Rewrite the listing below, substituting "pin" for every "marker" and keeping everything else the same.

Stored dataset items
%%

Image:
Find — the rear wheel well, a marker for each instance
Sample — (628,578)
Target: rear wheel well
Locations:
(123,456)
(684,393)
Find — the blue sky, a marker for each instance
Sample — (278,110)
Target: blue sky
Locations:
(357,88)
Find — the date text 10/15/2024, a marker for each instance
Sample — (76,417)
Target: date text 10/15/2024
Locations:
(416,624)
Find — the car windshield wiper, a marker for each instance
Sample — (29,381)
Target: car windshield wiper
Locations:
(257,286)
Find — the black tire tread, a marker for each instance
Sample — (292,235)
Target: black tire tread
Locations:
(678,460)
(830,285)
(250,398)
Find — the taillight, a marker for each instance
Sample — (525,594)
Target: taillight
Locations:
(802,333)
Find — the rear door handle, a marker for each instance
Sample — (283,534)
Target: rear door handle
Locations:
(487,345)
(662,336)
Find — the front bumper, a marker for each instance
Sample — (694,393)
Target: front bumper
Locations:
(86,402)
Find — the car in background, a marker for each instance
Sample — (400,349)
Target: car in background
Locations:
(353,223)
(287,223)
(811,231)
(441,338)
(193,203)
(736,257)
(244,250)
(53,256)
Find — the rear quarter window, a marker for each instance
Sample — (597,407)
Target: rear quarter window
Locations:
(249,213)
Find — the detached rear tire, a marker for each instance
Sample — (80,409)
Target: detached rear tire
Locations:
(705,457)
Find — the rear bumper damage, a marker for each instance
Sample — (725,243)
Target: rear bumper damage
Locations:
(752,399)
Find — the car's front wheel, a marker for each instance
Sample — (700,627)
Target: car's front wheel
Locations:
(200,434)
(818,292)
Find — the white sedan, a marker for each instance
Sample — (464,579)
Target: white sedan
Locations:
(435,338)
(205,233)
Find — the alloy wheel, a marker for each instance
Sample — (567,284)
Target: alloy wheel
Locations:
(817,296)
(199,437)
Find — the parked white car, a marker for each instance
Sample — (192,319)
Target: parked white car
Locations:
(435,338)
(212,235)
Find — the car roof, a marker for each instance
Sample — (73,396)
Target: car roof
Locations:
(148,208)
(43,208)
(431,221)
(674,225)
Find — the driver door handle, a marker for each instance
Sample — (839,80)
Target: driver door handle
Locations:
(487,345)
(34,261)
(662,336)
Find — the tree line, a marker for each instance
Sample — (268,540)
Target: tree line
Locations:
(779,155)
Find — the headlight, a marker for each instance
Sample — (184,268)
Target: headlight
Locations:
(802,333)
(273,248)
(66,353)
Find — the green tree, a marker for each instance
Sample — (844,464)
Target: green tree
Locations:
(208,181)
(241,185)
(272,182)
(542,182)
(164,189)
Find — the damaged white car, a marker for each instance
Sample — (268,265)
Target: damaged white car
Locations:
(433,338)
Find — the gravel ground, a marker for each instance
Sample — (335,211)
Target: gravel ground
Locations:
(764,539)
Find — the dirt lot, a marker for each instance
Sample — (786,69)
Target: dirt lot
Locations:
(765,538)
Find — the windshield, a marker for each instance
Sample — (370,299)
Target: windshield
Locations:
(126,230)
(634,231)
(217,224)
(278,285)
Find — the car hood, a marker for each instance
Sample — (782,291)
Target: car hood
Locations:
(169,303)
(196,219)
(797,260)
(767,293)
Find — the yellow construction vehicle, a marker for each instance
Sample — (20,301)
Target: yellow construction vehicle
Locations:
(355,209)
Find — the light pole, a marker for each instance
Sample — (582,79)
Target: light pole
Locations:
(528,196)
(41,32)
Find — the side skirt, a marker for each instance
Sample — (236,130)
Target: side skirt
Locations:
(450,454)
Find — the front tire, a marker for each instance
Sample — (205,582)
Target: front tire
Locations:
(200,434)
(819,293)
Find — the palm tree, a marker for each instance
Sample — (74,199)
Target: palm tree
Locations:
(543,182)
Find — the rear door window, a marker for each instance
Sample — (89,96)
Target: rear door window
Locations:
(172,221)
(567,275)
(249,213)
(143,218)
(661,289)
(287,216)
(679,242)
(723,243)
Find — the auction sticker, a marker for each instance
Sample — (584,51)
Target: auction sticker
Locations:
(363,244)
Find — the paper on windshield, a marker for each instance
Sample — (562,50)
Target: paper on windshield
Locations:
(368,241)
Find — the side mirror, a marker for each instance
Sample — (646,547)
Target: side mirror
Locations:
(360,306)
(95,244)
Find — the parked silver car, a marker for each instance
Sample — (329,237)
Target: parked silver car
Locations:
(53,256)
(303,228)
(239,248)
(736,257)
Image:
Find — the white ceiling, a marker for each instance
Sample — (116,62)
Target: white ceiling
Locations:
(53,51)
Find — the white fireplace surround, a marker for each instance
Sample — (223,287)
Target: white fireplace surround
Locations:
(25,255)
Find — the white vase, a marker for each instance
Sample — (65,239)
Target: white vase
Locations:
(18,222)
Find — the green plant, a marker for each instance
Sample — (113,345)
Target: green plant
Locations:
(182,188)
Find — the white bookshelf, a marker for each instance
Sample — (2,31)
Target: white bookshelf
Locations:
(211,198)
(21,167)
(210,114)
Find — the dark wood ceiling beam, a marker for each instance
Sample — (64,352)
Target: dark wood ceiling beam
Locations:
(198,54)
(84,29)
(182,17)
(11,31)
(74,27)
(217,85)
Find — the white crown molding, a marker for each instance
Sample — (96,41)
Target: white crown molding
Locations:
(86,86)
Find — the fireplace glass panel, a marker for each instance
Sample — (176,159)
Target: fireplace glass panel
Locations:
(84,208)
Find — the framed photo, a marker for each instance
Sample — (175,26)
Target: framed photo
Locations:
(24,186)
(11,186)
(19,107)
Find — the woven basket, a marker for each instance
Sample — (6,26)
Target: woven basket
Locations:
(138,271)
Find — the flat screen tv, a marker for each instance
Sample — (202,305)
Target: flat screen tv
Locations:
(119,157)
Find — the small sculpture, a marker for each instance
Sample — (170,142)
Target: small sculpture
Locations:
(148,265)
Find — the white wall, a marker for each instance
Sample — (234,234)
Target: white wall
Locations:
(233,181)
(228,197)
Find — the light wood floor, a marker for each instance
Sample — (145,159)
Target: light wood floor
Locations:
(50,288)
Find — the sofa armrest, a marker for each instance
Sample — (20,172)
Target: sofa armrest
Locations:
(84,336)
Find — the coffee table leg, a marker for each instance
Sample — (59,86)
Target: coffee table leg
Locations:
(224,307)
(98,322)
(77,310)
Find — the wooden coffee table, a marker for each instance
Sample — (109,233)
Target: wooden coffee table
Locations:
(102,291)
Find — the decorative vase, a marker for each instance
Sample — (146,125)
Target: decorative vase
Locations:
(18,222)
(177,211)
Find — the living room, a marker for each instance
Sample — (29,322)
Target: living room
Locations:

%%

Finished exercise ->
Image:
Find — the rear wheel well, a pin for each instance
Sample — (628,578)
Target: rear wheel well
Locations:
(123,456)
(684,393)
Find — the blue sky, a pin for each instance
Sample — (278,110)
Target: blue sky
Locations:
(357,88)
Find — the date text 10/15/2024, a pin for each instance
Sample — (76,417)
Target: date text 10/15/2024
Locations:
(416,624)
Find — the car windshield wiper, a pin for each instance
Sample — (29,381)
Target: car windshield wiper
Locations:
(257,286)
Find — the black tire tread, a pin for each instance
Sample — (292,235)
Target: black tire tread
Locations:
(678,460)
(830,285)
(250,398)
Find — the taillight, a pin for each instance
Sample — (525,594)
Target: taillight
Locations:
(802,333)
Find — the rear door handle, a pin for each instance
Sample — (283,534)
Target: rear door handle
Locations:
(487,345)
(662,336)
Find — the front bumper, a pin for each instance
Sample — (694,393)
Target: front bumper
Locations:
(86,402)
Find — the car in background, a pin for each instance
Sample — (400,349)
Target: car in background
Locations:
(353,223)
(287,223)
(811,231)
(441,338)
(193,203)
(736,257)
(244,250)
(53,256)
Find — the rear quarter window, a pin for each instance
Sample — (597,407)
Target: rear quarter window
Locations:
(249,213)
Find — the detached rear tire, a pin for each instance
Sample — (80,409)
Target: detached rear tire
Locations:
(705,457)
Find — the rear bumper damage, a pin for each instance
Sample — (725,243)
Target: rear bumper damage
Locations:
(752,399)
Find — the car's front wheel, a pin for each instance
Sample — (700,627)
Target: car's front wheel
Locations:
(200,434)
(818,292)
Find — the white sedan, a pin for each instance
Sample — (464,579)
Target: white sedan
Locations:
(435,338)
(205,233)
Find — the alloy wheel, a pin for each instance
Sample — (567,284)
Target: alloy wheel
Locations:
(817,296)
(199,437)
Find — the parked white car, a pin for each instance
Sample — (192,319)
Target: parked white car
Locations:
(435,338)
(212,235)
Find — the car roof, a pin for each instance
Sample — (73,396)
Target: car roof
Locations:
(148,208)
(43,208)
(431,221)
(674,225)
Find — the driver door handle, a pin for each instance
Sample — (839,80)
Target: driver door handle
Locations:
(487,345)
(34,261)
(662,336)
Find — the tree line, a pin for each instance
Sample — (268,540)
Target: tree line
Locations:
(779,155)
Find — the headlight, a pin for each instance
Sample — (184,268)
Target: headlight
Locations:
(802,333)
(273,248)
(66,353)
Find — the green tree, a pin for each instance
Sample — (844,464)
Target: green tree
Locations:
(208,181)
(241,185)
(272,182)
(542,182)
(164,189)
Find — the damaged white car, a pin for each instance
Sample — (268,265)
Target: damaged white car
Locations:
(433,338)
Find — the gravel ground, a pin for each instance
Sample — (335,211)
Target: gravel ground
Locations:
(764,539)
Find — the dirt lot, a pin for each instance
Sample — (786,69)
Target: dirt lot
Locations:
(765,538)
Find — the windshield, a pin for each instance
Sample — (370,299)
Target: windshield
Locations:
(126,230)
(634,231)
(217,224)
(278,285)
Find — the car hood, a pin for each instance
Sample — (782,291)
Target: car hood
Locations:
(169,303)
(196,219)
(797,260)
(767,293)
Find — the yellow construction vehicle, a pin for each instance
Sample — (20,301)
Target: yellow construction vehicle
Locations:
(355,209)
Find — the light pole, a pin for each instance
Sample — (582,79)
Target: light pole
Locations:
(528,196)
(41,32)
Find — the side skirt, a pin for each instance
Sample — (236,130)
Target: side skirt
Locations:
(450,454)
Find — the front tire, a pin for each instance
Sample — (205,582)
Target: front tire
Locations:
(200,434)
(819,293)
Find — the palm tree, a pin for each instance
Sample — (74,199)
Target: palm tree
Locations:
(543,182)
Find — the rear door window, a pin for each instance
Sample — (89,96)
Target: rear door window
Locations:
(172,221)
(567,275)
(249,213)
(143,218)
(661,289)
(287,216)
(679,242)
(723,243)
Find — the auction sticker, a pin for each instance
Sample — (584,51)
Target: auction sticker
Locations:
(363,244)
Find — the paper on windshield, a pin for each instance
Sample — (562,50)
Target: paper on windshield
Locations:
(368,241)
Find — the side mirror, a pin for each instance
Sample — (646,547)
Target: side mirror
Locations:
(360,306)
(95,244)
Find — the parked silver car, a pin for each instance
Sample — (329,237)
Target: parked silver car
Locations:
(53,256)
(303,228)
(239,248)
(736,257)
Image:
Find — the white ceiling, a pin for each instance
Sample — (116,62)
Target: white ceiling
Locations:
(53,51)
Find — the white fireplace surround, a pin for each instance
Sample — (223,287)
Target: white fireplace surround
Locations:
(25,255)
Find — the white vase, a pin for each instance
Sample — (65,239)
Target: white vase
Locations:
(18,222)
Find — the green plant, a pin for each instance
Sample — (113,345)
Target: green plant
Locations:
(182,188)
Find — the white bookshelf, a pin for each instance
Sample — (2,31)
Target: white bookshelf
Locations:
(211,198)
(21,167)
(210,114)
Find — the dark wood ceiling beam, a pin for each instance
Sample — (64,352)
Target: dark wood ceiling beam
Locations:
(198,54)
(84,29)
(182,17)
(11,31)
(74,27)
(217,85)
Find — the white crown molding, a pin for each instance
Sample — (96,41)
Target: white crown molding
Locations:
(86,86)
Find — the fireplace glass panel, a pin for each instance
Sample — (176,159)
Target: fireplace glass panel
Locations:
(84,208)
Find — the framed photo, a pin for each instance
Sample — (175,26)
Target: framed photo
Locations:
(24,186)
(11,186)
(19,107)
Find — the woven basket, a pin for each instance
Sample — (6,26)
Target: woven basket
Locations:
(138,271)
Find — the flat screen tv, a pin for each instance
Sample — (202,305)
Target: flat screen tv
Locations:
(119,157)
Find — the small sculpture, a pin for each instance
Sample — (170,142)
Target: small sculpture
Locations:
(148,265)
Find — the white wall, a pin for each instance
Sample — (234,234)
Target: white wall
Locations:
(233,181)
(228,197)
Find — the light wood floor, a pin for each instance
Sample — (145,159)
Target: light wood floor
Locations:
(50,288)
Find — the sofa armrest, a pin for each instance
Sample — (20,172)
Target: sofa armrest
Locations:
(84,336)
Find — the coffee table leg, a pin for each instance
Sample — (59,86)
Target: coffee table leg
Locations:
(224,307)
(98,322)
(77,310)
Find — the wooden coffee table, a pin for each instance
Sample — (109,233)
Target: wooden coffee table
Locations:
(102,291)
Find — the decorative vase, a pin for each instance
Sample — (146,125)
Target: decorative vase
Locations:
(18,222)
(177,211)
Find — the living room, a pin for each instance
Sample — (29,322)
Target: living room
Locations:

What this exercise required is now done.